## Exercise details
The number needed is how many lines of the data hold the string "below". Give that number and nothing more.

## Record extracts
>>>
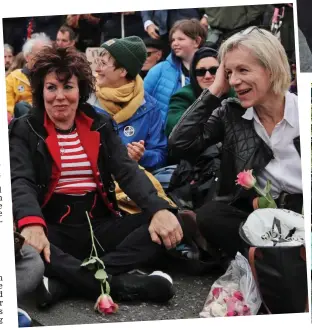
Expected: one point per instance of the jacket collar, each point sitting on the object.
(290, 111)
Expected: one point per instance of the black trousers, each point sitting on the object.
(122, 243)
(219, 223)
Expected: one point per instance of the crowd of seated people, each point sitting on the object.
(144, 107)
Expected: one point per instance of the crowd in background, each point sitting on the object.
(160, 75)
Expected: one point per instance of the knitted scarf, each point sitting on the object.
(122, 102)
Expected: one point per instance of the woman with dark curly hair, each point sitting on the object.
(64, 160)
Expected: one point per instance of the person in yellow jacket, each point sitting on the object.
(18, 89)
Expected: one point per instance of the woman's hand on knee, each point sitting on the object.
(165, 227)
(36, 237)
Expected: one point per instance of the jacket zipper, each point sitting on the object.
(35, 131)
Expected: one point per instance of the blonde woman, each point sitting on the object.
(259, 132)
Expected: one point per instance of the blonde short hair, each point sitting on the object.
(269, 52)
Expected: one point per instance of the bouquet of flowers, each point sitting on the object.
(105, 303)
(234, 293)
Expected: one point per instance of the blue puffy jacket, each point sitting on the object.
(146, 124)
(163, 80)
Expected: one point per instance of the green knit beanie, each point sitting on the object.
(129, 52)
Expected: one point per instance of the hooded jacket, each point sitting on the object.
(146, 124)
(163, 80)
(207, 122)
(17, 89)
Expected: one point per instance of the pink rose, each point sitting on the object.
(105, 304)
(238, 295)
(246, 179)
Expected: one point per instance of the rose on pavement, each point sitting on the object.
(105, 305)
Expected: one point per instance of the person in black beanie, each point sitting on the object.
(155, 54)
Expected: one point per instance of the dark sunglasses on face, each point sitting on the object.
(202, 71)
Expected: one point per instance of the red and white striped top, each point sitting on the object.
(76, 174)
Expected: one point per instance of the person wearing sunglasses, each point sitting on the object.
(259, 133)
(155, 54)
(203, 70)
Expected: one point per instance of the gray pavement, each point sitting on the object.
(191, 294)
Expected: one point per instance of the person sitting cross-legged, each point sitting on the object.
(120, 94)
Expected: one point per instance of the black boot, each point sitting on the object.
(156, 287)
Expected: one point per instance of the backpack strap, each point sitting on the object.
(253, 251)
(303, 256)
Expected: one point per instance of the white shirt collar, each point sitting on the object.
(290, 111)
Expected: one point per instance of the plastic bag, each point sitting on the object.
(235, 293)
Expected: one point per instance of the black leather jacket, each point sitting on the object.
(31, 166)
(207, 122)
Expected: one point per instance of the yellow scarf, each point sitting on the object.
(122, 102)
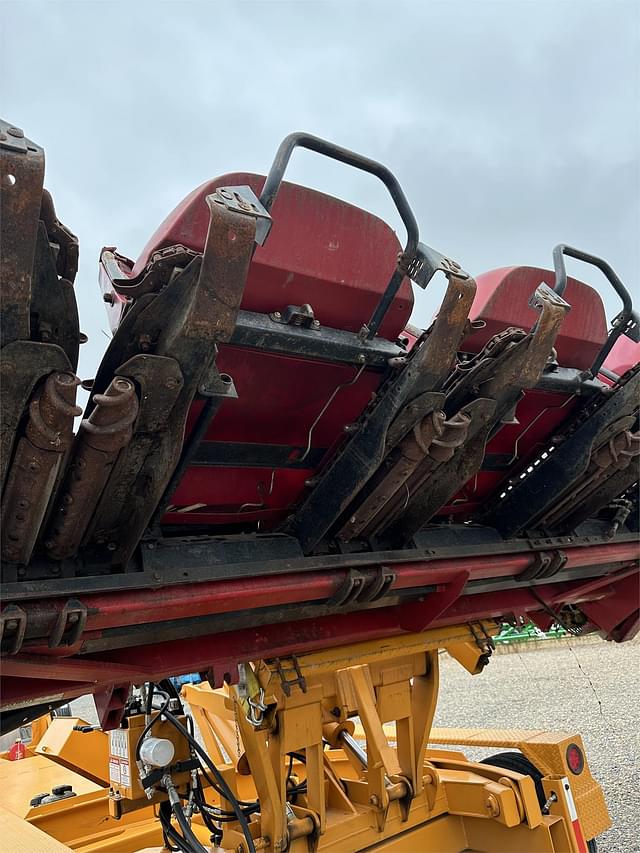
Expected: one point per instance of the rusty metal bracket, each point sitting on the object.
(357, 587)
(244, 200)
(21, 182)
(13, 626)
(427, 262)
(69, 624)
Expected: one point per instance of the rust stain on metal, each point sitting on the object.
(36, 463)
(100, 438)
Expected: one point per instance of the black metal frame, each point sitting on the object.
(350, 158)
(626, 322)
(167, 562)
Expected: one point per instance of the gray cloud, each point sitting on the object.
(511, 125)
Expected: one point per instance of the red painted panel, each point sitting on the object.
(502, 300)
(321, 251)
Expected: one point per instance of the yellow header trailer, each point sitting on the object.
(329, 751)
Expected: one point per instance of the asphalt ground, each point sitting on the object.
(586, 686)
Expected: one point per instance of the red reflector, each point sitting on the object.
(575, 759)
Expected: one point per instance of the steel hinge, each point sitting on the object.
(244, 200)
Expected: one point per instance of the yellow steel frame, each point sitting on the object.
(384, 789)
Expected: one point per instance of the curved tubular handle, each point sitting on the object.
(328, 149)
(625, 320)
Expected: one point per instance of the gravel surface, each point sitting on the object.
(587, 686)
(590, 687)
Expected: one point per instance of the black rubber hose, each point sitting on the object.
(225, 790)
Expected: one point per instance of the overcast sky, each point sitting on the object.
(512, 126)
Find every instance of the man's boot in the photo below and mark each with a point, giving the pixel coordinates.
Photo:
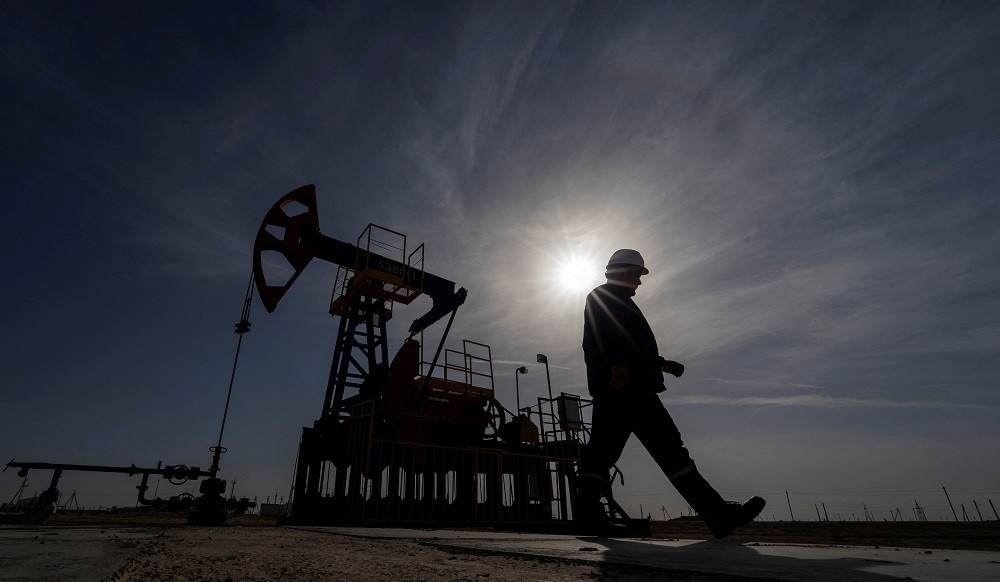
(589, 513)
(722, 517)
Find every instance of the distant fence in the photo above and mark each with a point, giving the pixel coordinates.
(274, 509)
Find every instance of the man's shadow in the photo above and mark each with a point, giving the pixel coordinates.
(727, 561)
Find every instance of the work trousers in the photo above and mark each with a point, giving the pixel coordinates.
(622, 413)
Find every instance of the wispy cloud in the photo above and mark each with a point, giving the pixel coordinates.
(816, 401)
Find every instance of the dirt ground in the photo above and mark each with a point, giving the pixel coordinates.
(264, 554)
(252, 548)
(973, 535)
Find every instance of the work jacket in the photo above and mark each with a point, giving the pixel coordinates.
(615, 333)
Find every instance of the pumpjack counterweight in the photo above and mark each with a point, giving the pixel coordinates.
(408, 440)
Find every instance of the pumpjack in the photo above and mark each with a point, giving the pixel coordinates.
(409, 440)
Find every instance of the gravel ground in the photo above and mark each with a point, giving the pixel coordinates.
(266, 554)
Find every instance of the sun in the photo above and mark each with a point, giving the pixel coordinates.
(578, 274)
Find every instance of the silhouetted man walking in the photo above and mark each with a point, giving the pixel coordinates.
(624, 375)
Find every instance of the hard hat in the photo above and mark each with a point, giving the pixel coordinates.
(627, 258)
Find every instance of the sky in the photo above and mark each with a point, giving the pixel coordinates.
(813, 186)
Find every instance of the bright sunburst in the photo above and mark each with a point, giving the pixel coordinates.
(578, 274)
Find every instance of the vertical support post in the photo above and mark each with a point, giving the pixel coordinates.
(949, 503)
(977, 510)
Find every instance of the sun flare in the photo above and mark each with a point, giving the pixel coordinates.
(578, 274)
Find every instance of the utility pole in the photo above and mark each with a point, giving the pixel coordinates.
(973, 502)
(949, 503)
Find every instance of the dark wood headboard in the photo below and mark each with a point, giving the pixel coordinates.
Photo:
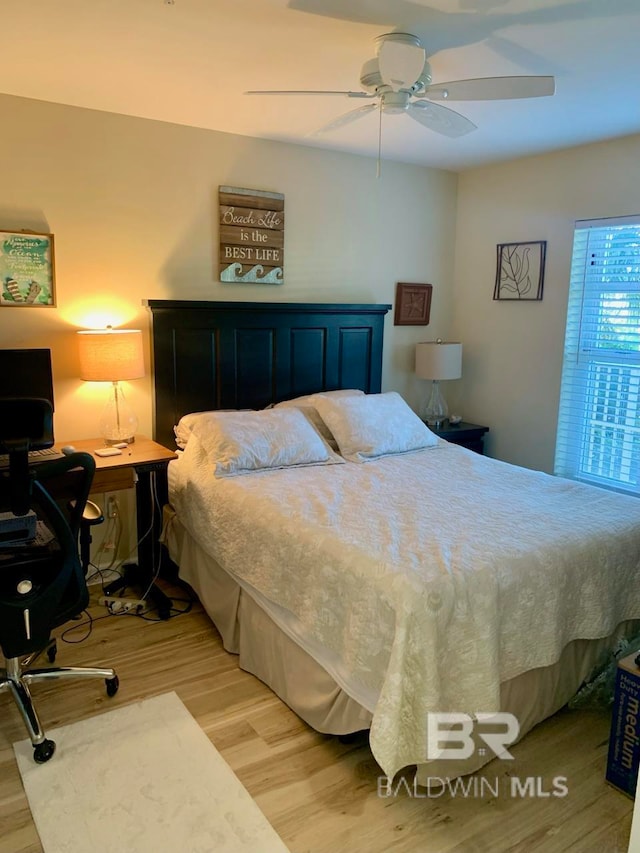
(245, 355)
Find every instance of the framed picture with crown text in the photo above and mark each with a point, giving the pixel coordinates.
(413, 304)
(27, 271)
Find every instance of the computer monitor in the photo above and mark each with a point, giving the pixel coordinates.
(26, 373)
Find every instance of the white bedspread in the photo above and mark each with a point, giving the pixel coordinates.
(433, 576)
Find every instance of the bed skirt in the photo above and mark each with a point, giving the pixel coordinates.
(267, 651)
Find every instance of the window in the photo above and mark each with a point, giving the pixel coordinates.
(598, 437)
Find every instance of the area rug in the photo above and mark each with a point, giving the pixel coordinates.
(144, 777)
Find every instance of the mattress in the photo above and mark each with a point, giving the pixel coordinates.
(427, 580)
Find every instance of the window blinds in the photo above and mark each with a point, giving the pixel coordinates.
(598, 438)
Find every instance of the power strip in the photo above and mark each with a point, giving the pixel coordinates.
(115, 604)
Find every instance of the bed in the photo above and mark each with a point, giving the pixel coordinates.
(367, 594)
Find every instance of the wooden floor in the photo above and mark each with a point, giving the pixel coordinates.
(319, 794)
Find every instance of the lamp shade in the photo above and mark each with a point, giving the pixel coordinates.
(110, 355)
(438, 360)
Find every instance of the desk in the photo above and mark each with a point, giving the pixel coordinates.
(135, 468)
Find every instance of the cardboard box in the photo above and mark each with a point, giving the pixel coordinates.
(624, 740)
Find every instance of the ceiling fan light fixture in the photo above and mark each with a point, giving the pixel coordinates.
(395, 102)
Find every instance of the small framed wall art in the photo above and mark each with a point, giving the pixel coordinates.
(27, 276)
(413, 304)
(520, 271)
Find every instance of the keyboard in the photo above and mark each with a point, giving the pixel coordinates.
(35, 457)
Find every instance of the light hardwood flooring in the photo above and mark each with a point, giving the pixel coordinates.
(318, 793)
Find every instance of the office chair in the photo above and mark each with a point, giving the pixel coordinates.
(42, 584)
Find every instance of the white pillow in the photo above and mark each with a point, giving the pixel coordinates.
(307, 406)
(185, 425)
(241, 442)
(374, 425)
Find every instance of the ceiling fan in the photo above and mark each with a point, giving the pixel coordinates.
(398, 80)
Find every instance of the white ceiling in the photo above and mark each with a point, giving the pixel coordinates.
(190, 61)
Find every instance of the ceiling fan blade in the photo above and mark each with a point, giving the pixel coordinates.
(347, 118)
(441, 119)
(400, 62)
(312, 92)
(492, 89)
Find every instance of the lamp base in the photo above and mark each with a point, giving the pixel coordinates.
(436, 411)
(118, 423)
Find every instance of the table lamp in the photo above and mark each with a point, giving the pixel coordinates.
(112, 355)
(438, 360)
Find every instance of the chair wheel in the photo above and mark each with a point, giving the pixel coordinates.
(43, 751)
(112, 685)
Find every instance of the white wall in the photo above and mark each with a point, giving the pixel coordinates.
(133, 205)
(512, 357)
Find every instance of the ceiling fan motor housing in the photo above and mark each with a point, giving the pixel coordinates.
(371, 81)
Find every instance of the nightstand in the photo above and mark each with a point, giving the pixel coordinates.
(466, 435)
<<<
## Solution to the exercise
2